● TEXT:
Mougeotte also served as President of La Chaîne Info, the non-stop news channel of the TF1 Group, from 1994 to 2007. In 2006, he became Vice-President of France 24.

===Later career===
Mougeotte left TF1 in 2007 to become a communications consultant. However, he remained an adviser to TF1 Group CEO Nonce Paolini, who replaced Patrick Le Lay. In August 2007, he began working for Le Figaro Magazine and became editorial director of the Le Figaro group in November of that year, replacing Nicolas Beytout. On 2 December 2007, he joined the team of interviewers on Le Grand Jury. In 2012, he took part in the group with supported re-election for President Nicolas Sarkozy. In July 2012, he left his post as editorial director of Le Figaro and was replaced by Alexis Brézet. That month, he briefly worked as a consultant for TVous.

On 12 December 2012, Mougeotte was appointed general manager of Radio Classique, a position he held until 1 March 2018. In 2015, with Iskandar Safa and Charles Villeneuve, he purchased Groupe Valmonde from Laboratoires Pierre Fabre, which the right-wing weekly magazine Valeurs contemporaine was a part of.

===Political opinions===
In his youth, Mougeotte was firmly committed to the left and was briefly suspended from the ORTF for this reason. He broke from the left following the signing of the Programme commun in 1972 and became a supporter of President Valéry Giscard d'Estaing. He was ousted from Europe 1 following the victory of François Mitterrand in 1981. During his time as Vice-President of TF1, the channel leaned to the right and supported Nicolas Sarkozy in 2007. In 2012, Le HuffPost considered him a right-wing journalist, and François Hollande refused any interview with Le Figaro during the 2012 French presidential election, and would have demanded his departure from the newspaper.

===Other activities===
Mougeotte briefly worked as an associate professor of journalism at Sciences Po.

===Death===
Mougeotte died of tonsil cancer in Paris at the age of 81 on 7 October 2021. His funeral was celebrated on 13 October at Saint-François-Xavier, Paris.

● TASKS FOR THIS EXERCISE:
**A.** According to the Mougeotte text, who replaced him as editorial director of Le Figaro in July 2012?
**B.** Copy the part of the Mougeotte text between "On 12 December" and "was a part of.", inclusive, swapping "general manager" for "managing director".
The records after this point are separate material, unrelated to the Mougeotte text.

[Entries drawn from a collection]
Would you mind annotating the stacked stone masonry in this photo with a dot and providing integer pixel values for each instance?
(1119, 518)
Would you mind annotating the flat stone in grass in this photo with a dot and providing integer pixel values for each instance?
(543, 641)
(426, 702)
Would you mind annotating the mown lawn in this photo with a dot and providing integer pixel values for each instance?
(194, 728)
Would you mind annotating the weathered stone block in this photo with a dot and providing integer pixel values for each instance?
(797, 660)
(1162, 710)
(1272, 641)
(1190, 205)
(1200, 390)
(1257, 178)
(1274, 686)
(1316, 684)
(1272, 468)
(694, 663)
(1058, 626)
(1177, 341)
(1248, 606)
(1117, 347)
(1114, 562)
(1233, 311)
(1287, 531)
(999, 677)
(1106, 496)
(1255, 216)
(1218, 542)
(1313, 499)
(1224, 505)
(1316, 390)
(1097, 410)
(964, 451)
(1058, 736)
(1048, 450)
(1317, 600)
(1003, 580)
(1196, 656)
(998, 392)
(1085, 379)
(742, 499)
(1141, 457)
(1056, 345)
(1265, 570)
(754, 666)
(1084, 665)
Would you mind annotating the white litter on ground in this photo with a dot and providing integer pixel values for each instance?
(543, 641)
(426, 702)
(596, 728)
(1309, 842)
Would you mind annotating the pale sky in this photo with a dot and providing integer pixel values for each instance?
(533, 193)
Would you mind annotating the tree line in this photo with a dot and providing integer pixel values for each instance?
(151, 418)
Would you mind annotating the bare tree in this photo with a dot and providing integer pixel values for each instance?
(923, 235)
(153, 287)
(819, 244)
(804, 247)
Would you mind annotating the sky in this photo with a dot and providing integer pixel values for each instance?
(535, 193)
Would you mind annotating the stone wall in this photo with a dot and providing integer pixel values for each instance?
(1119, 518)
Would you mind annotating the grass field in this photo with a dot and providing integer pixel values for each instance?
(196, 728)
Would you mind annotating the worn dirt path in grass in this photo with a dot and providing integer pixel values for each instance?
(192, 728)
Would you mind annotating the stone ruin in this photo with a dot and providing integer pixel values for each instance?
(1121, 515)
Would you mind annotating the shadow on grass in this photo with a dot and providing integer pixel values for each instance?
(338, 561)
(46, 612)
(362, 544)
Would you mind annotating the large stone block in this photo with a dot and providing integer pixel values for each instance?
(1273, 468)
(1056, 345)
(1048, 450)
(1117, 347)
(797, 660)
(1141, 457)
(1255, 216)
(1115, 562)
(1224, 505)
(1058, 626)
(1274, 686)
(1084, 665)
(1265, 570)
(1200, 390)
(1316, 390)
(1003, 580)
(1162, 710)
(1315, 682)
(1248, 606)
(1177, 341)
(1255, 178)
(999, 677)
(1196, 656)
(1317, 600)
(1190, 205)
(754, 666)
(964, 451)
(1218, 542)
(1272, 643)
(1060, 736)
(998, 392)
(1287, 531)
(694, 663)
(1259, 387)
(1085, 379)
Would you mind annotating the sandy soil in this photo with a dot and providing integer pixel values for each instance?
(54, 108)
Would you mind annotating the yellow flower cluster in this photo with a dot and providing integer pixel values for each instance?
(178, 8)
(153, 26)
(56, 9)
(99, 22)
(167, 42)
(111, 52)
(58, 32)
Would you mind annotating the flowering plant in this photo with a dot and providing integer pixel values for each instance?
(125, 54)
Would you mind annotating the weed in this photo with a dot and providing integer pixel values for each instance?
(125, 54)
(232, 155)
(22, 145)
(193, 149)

● RESULTS FOR EACH TASK:
**A.** Alexis Brézet

**B.**
On 12 December 2012, Mougeotte was appointed managing director of Radio Classique, a position he held until 1 March 2018. In 2015, with Iskandar Safa and Charles Villeneuve, he purchased Groupe Valmonde from Laboratoires Pierre Fabre, which the right-wing weekly magazine Valeurs contemporaine was a part of.